--- Given problem ---
Convert every line of the records below into a Markdown table with the columns Row and Line. Place the row number under Row and the line's text under Line, and omit blank lines.

Dataset records:
START
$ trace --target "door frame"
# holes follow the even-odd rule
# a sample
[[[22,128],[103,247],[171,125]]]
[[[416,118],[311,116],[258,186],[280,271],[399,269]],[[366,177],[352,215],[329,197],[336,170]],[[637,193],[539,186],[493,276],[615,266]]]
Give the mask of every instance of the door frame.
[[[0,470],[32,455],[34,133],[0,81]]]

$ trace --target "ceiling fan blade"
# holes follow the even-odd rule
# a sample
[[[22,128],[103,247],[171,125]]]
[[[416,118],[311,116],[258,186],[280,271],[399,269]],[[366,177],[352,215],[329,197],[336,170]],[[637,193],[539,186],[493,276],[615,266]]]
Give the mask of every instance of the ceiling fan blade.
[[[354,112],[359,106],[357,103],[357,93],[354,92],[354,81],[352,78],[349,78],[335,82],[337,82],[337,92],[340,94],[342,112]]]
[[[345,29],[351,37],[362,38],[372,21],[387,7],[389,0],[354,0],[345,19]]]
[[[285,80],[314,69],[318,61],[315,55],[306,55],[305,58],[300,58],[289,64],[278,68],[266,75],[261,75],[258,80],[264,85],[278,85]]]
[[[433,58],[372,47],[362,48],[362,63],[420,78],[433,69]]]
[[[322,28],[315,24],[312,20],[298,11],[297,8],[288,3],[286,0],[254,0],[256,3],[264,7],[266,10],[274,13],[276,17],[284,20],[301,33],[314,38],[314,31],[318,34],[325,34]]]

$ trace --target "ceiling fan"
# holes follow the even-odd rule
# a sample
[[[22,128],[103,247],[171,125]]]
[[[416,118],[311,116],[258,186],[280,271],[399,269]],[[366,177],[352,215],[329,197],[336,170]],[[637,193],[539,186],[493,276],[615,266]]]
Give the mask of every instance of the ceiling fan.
END
--- Final result ---
| Row | Line |
|---|---|
| 1 | $ trace --target "door frame" |
| 2 | # holes follow the even-odd rule |
| 3 | # a sample |
| 4 | [[[22,128],[103,247],[171,125]]] |
| 5 | [[[416,118],[311,116],[258,186],[280,271],[399,269]],[[366,177],[352,215],[329,197],[336,170]],[[637,193],[539,186],[493,276],[615,266]]] |
| 6 | Give the mask of every instance of the door frame. |
| 7 | [[[0,470],[32,455],[34,133],[0,81]]] |
| 8 | $ trace --target "ceiling fan blade" |
| 9 | # holes follow the even-odd rule |
| 10 | # a sample |
| 11 | [[[22,128],[103,247],[171,125]]] |
| 12 | [[[416,118],[311,116],[258,186],[280,271],[399,269]],[[366,177],[352,215],[329,197],[336,170]],[[637,193],[539,186],[493,276],[615,266]]] |
| 13 | Give the mask of every instance of the ceiling fan blade. |
| 14 | [[[354,112],[359,106],[357,103],[357,93],[354,92],[354,81],[352,78],[349,78],[335,82],[337,82],[337,92],[340,94],[342,112]]] |
| 15 | [[[345,29],[351,37],[362,38],[372,21],[387,7],[389,0],[354,0],[345,19]]] |
| 16 | [[[285,80],[314,69],[318,61],[315,55],[306,55],[305,58],[300,58],[289,64],[278,68],[266,75],[261,75],[258,80],[264,85],[278,85]]] |
| 17 | [[[433,58],[372,47],[362,48],[362,63],[420,78],[433,69]]] |
| 18 | [[[322,28],[315,24],[312,20],[298,11],[297,8],[288,3],[286,0],[254,0],[256,3],[264,7],[266,10],[274,13],[276,17],[284,20],[301,33],[314,38],[314,31],[318,34],[325,34]]] |
| 19 | $ trace --target "ceiling fan" |
| 20 | # holes follow the even-odd rule |
| 21 | # a sample |
| 22 | [[[22,128],[103,247],[171,125]]] |
| 23 | [[[416,118],[311,116],[258,186],[280,271],[399,269]],[[366,177],[352,215],[329,197],[336,170]],[[637,193],[539,186],[493,276],[615,266]]] |
| 24 | Give the mask of every instance of the ceiling fan. |